## [Excerpt]
+++

Lifeguard’s journey back to the water

Fourteen-year-old Georgia Ackroyd's is a ‘beachie' – informal for a young person with a predilection for board shorts, togs and singlet. They don‘t have blood, they have brine.

It takes her mother to coax her into a dress. But all that aside, she's lucky to be walking, lucky to be alive, lucky to be with us.


Georgia Ackroyd enjoying the surf before an accident during lifeguard training in January saw her break her neck. Photo by Jamie Troughton/Dscribe Media Services.

And it's ironic that she's now qualified to save lives, when she went scarily close to losing her own.

The first impression of Georgia is she's tall, nudging five-foot 11 inches or 180 centimetres.

And she's still got a couple of years' growing to do. A wonderful mane of hair, searing blue eyes and a liberal dusting of freckles. It's a great look.

She's statuesque, junoesque like the mythological Roman goddess but without the temper tantrums that came with Juno.

Competitive, determined, focussed – yes! Mature beyond her years and a 'damned nice kid” – yes!

But definitely none of Juno's ‘tanties' – no!

+++

## [Source data]
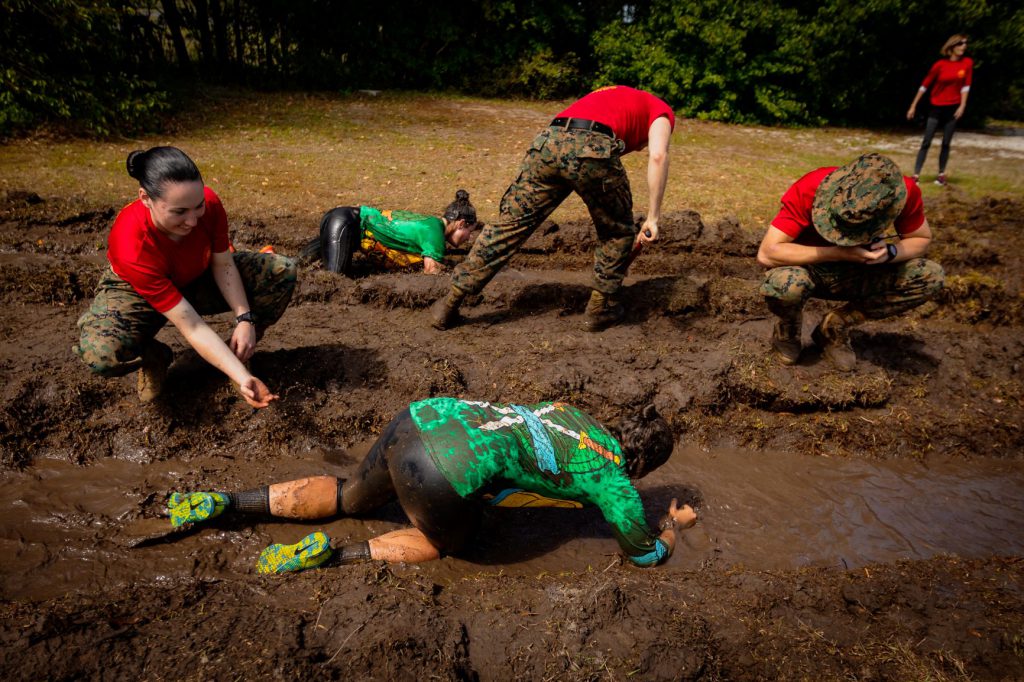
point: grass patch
(296, 155)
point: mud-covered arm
(779, 249)
(225, 273)
(431, 266)
(639, 543)
(912, 245)
(657, 175)
(212, 348)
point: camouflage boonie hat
(857, 202)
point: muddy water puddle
(69, 528)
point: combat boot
(785, 338)
(444, 312)
(833, 336)
(603, 310)
(156, 358)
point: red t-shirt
(795, 216)
(156, 265)
(627, 111)
(946, 79)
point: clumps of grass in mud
(975, 298)
(53, 285)
(33, 415)
(759, 381)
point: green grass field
(274, 155)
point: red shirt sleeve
(795, 216)
(933, 74)
(912, 215)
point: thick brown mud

+++

## [Task A]
Answer these questions from the Georgia Ackroyd article:
(i) How old is Georgia Ackroyd?
(ii) What injury did she suffer, and during what activity?
(iii) What color are her eyes?
## [Task B]
Reproduce the Georgia Ackroyd article word for word, from "Georgia Ackroyd enjoying" up to and including "losing her own.".

## [Reply A]
(i) Fourteen.
(ii) She broke her neck during lifeguard training in January.
(iii) Blue.

## [Reply B]
Georgia Ackroyd enjoying the surf before an accident during lifeguard training in January saw her break her neck. Photo by Jamie Troughton/Dscribe Media Services.

And it's ironic that she's now qualified to save lives, when she went scarily close to losing her own.